» Что сделать
Воспроизведите все записи ниже строка в строку, ничего не меняя.

» Данные для обработки

━━━

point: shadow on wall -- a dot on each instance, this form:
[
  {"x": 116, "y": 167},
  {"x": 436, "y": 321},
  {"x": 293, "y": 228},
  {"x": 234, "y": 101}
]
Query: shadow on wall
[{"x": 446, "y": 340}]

━━━

» Ответ к заданию
point: shadow on wall -- a dot on each instance, this form:
[
  {"x": 116, "y": 167},
  {"x": 436, "y": 321},
  {"x": 293, "y": 228},
  {"x": 234, "y": 101}
]
Query: shadow on wall
[{"x": 446, "y": 340}]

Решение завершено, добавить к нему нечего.